### WHAT YOU NEED TO DO
Reproduce the rows below word for word, starting at the very beginning of the rows and ending with the line that contains "179), (262, 179)]", including that line.
*** LISTED ENTRIES
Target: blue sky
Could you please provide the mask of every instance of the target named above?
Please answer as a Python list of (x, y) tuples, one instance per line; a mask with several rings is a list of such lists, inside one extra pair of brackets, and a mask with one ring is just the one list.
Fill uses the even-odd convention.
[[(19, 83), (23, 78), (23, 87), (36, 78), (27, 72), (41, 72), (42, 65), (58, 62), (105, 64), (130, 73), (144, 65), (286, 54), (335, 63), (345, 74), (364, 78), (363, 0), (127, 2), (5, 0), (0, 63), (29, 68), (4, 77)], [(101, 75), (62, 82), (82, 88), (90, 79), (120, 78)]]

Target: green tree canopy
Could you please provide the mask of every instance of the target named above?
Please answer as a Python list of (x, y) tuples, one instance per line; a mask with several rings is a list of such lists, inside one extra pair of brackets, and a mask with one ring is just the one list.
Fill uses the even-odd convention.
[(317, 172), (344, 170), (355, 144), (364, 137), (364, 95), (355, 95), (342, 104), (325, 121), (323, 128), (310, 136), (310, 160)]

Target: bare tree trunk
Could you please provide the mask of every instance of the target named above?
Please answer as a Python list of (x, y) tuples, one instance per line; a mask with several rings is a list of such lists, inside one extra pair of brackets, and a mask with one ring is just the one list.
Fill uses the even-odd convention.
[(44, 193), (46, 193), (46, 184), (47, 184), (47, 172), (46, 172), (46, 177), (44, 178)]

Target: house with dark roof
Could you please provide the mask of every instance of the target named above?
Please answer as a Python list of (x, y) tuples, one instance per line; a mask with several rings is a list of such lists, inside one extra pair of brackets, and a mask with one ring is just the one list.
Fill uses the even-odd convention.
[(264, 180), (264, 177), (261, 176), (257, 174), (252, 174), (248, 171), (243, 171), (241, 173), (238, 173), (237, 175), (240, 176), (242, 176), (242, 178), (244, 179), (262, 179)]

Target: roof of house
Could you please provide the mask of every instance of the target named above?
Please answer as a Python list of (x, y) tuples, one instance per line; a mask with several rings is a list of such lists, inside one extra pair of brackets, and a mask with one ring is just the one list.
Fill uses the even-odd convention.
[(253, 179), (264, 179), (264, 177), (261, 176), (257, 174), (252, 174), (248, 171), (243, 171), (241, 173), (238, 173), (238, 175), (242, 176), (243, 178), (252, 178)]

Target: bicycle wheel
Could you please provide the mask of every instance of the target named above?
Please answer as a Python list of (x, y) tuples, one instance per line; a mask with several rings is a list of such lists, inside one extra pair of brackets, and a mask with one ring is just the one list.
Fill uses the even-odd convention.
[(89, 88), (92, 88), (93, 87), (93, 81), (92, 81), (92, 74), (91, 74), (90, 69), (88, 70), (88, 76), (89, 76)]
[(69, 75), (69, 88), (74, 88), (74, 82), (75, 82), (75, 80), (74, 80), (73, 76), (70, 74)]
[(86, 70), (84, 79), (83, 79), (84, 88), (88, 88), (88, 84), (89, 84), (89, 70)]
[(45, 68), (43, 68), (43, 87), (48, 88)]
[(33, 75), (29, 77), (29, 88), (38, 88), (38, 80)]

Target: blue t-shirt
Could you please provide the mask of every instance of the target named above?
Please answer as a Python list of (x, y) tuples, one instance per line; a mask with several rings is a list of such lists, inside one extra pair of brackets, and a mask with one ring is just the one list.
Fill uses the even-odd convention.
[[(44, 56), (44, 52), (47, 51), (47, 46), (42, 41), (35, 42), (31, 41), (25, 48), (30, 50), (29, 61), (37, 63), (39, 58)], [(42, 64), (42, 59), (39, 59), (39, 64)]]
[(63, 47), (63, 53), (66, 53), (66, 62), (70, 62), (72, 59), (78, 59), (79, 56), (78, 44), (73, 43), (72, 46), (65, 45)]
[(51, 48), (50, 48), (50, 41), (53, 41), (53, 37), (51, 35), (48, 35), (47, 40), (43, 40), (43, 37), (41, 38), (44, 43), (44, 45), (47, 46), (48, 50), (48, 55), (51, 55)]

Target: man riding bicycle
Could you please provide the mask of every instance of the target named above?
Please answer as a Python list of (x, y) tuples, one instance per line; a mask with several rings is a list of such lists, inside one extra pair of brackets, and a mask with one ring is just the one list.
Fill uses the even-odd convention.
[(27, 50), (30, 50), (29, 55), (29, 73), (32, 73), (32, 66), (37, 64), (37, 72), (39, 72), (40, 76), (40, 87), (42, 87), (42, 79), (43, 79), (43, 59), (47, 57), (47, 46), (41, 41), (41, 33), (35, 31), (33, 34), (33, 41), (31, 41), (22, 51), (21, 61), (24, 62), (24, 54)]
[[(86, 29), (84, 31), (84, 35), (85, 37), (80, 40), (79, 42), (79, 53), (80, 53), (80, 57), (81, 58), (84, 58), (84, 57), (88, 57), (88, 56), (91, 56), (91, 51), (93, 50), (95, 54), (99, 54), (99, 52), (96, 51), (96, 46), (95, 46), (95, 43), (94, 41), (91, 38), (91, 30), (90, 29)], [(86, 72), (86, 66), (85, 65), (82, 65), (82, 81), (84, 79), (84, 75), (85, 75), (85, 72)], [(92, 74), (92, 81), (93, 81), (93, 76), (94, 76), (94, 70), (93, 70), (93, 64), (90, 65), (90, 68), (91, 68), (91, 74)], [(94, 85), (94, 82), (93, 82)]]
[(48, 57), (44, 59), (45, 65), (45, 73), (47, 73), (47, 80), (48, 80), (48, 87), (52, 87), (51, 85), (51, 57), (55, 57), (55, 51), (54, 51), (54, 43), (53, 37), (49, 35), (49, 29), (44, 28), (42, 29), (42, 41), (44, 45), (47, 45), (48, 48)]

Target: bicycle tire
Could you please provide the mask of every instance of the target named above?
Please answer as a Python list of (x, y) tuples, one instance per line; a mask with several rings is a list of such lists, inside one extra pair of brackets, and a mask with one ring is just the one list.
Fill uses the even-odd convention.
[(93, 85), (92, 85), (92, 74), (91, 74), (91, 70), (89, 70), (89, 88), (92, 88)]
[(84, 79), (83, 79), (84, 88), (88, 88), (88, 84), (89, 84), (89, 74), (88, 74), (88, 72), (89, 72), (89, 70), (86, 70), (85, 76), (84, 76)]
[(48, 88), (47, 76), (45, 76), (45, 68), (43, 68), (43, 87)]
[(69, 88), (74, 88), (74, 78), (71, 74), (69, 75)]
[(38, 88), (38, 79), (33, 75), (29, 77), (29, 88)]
******
### FULL RESPONSE
Target: blue sky
Could you please provide the mask of every instance of the target named above?
Please answer as a Python list of (x, y) tuples, one instance per line; a mask with several rings is a list of such lists, inside one extra pair of brackets, and a mask with one ring is just the one list.
Fill uses the even-odd convention.
[[(19, 83), (23, 78), (23, 87), (36, 78), (27, 72), (41, 72), (42, 65), (58, 62), (105, 64), (130, 73), (144, 65), (286, 54), (335, 63), (345, 74), (364, 78), (363, 0), (127, 2), (5, 0), (0, 63), (29, 68), (4, 77)], [(101, 75), (62, 82), (82, 88), (90, 79), (120, 78)]]

Target: green tree canopy
Could you please provide the mask of every instance of the target named above?
Please answer as a Python list of (x, y) tuples, one instance per line; a mask with several rings is a list of such lists, inside one extra pair of brackets, and a mask with one ring is just the one list.
Fill uses the even-odd convention.
[(317, 172), (344, 170), (355, 144), (364, 137), (364, 95), (355, 95), (342, 104), (325, 121), (323, 128), (310, 136), (310, 160)]

Target: bare tree trunk
Could you please provide the mask of every instance of the target named above?
Please answer as a Python list of (x, y) tuples, one instance per line; a mask with several rings is a list of such lists, inside one extra pair of brackets, and a mask with one ring is just the one list.
Fill uses the even-odd convention.
[(44, 193), (46, 193), (46, 184), (47, 184), (47, 172), (46, 172), (46, 177), (44, 178)]

Target: house with dark roof
Could you please provide the mask of every instance of the target named above?
Please answer as a Python list of (x, y) tuples, one instance per line; a mask with several rings is a list of such lists, inside one extra pair of brackets, and a mask with one ring is just the one list.
Fill uses the even-odd convention.
[(264, 180), (264, 177), (261, 176), (257, 174), (252, 174), (248, 171), (243, 171), (241, 173), (238, 173), (237, 175), (240, 176), (242, 176), (242, 178), (244, 179), (262, 179)]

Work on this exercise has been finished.